WRITTEN TASK 1: From the court order article below, pull out the passage that starts with the words "The late Friday" and ends after "who requested abortions.".

TEXT BLOCK:

◆ ◆ ◆ ◆ ◆

Originally published by The Washington Post
A federal judge issued a nationwide order temporarily preventing the government from blocking access to abortion services and counseling for teens detained in immigration custody, saying current administration policy and practices probably are unconstitutional.
The order came in a case brought last fall on behalf of a Central American girl in a government-funded shelter that set off a national debate over the constitutional rights of such undocumented teens to terminate their pregnancies.
The late Friday ruling, by U.S. District Judge Tanya S. Chutkan of Washington, allowed the case to proceed as a class action on behalf of any other teens who have crossed the border illegally and while in federal custody may want to seek abortion services. In filings, the U.S. government acknowledged there were at least 420 pregnant unaccompanied minors in custody in 2017, including 18 who requested abortions.

◆ ◆ ◆ ◆ ◆

EXCERPTED DATA:
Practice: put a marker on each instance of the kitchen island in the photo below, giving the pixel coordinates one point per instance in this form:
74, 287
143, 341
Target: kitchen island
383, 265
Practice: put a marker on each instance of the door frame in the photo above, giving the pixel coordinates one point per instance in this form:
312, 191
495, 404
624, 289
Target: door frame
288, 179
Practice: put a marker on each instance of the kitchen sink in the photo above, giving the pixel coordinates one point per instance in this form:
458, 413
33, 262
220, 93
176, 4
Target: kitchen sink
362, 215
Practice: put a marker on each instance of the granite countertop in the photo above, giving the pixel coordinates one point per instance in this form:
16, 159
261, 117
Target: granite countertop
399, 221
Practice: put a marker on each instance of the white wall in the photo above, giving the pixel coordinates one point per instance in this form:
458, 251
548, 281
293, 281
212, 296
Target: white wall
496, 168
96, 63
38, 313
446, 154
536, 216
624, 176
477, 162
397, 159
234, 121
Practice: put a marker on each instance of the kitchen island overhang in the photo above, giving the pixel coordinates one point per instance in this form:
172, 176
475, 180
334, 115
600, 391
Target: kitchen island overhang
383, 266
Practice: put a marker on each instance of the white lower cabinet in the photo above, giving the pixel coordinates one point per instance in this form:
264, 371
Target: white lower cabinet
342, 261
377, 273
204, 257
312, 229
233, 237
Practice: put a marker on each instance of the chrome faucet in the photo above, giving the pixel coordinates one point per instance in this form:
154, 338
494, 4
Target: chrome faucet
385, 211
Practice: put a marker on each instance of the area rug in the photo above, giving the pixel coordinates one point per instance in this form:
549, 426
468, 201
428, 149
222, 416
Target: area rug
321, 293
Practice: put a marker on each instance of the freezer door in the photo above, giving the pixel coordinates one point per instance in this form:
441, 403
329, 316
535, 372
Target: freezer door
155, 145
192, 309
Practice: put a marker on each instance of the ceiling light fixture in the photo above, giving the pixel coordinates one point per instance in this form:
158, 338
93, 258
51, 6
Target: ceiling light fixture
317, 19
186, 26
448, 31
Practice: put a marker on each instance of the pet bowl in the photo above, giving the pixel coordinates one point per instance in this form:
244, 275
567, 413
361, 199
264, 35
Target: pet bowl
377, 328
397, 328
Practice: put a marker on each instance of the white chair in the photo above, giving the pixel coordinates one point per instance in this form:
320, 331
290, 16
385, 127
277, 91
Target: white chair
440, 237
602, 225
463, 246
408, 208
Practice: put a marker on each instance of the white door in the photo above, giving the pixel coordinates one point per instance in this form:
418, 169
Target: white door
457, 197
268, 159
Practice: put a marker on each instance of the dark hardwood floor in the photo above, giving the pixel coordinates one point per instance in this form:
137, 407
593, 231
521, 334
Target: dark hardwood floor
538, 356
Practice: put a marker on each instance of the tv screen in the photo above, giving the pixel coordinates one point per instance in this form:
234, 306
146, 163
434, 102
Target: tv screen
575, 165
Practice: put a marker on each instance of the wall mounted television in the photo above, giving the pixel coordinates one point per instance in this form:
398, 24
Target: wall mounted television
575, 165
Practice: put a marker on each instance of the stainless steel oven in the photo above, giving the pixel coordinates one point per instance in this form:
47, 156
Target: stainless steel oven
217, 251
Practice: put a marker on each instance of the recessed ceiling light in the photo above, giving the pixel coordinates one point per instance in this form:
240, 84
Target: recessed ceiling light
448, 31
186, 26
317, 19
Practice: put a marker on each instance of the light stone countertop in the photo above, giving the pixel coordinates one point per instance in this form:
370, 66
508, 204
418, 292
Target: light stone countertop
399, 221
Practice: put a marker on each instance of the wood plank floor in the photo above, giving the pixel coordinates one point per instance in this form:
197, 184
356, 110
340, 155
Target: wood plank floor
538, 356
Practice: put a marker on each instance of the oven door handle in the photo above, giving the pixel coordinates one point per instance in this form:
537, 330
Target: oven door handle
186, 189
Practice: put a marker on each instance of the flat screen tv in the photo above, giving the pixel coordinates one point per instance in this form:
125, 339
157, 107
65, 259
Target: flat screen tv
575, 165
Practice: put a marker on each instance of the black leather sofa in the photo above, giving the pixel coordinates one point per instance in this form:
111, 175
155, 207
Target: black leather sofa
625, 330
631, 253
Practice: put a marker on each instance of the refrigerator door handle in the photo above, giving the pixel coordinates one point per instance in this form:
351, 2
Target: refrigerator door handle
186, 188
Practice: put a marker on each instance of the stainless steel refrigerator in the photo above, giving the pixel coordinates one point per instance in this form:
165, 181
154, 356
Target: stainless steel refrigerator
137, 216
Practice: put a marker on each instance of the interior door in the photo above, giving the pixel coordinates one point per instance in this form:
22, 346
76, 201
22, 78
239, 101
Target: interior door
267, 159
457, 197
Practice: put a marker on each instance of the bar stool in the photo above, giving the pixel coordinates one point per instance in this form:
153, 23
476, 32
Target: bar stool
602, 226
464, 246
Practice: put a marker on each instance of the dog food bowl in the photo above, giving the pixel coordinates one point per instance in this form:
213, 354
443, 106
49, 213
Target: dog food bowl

◆ ◆ ◆ ◆ ◆

WRITTEN TASK 2: Copy the rows above word for word, starting at the line that contains "Practice: put a marker on each instance of the flat" and going through the final row.

TASK RESPONSE 1:
The late Friday ruling, by U.S. District Judge Tanya S. Chutkan of Washington, allowed the case to proceed as a class action on behalf of any other teens who have crossed the border illegally and while in federal custody may want to seek abortion services. In filings, the U.S. government acknowledged there were at least 420 pregnant unaccompanied minors in custody in 2017, including 18 who requested abortions.

TASK RESPONSE 2:
Practice: put a marker on each instance of the flat screen tv in the photo above, giving the pixel coordinates one point per instance in this form:
125, 339
157, 107
65, 259
Target: flat screen tv
575, 165
Practice: put a marker on each instance of the black leather sofa in the photo above, giving the pixel coordinates one point per instance in this form:
111, 175
155, 207
Target: black leather sofa
625, 330
631, 253
Practice: put a marker on each instance of the refrigerator door handle in the photo above, giving the pixel coordinates one point per instance in this form:
351, 2
Target: refrigerator door handle
186, 188
Practice: put a marker on each instance of the stainless steel refrigerator in the photo above, giving the pixel coordinates one point per instance in this form:
165, 181
154, 356
Target: stainless steel refrigerator
137, 216
Practice: put a marker on each instance of the interior door in the photo above, giving the pixel coordinates one point per instance in this form:
22, 346
76, 201
22, 78
239, 101
Target: interior door
267, 159
457, 197
Practice: put a marker on each instance of the bar stool in the photo above, giving the pixel coordinates one point per instance in this form:
153, 23
476, 32
Target: bar stool
602, 226
464, 246
Practice: put a marker on each instance of the dog food bowl in the photo above, giving the pixel coordinates one point per instance in this form:
213, 354
443, 106
49, 213
Target: dog food bowl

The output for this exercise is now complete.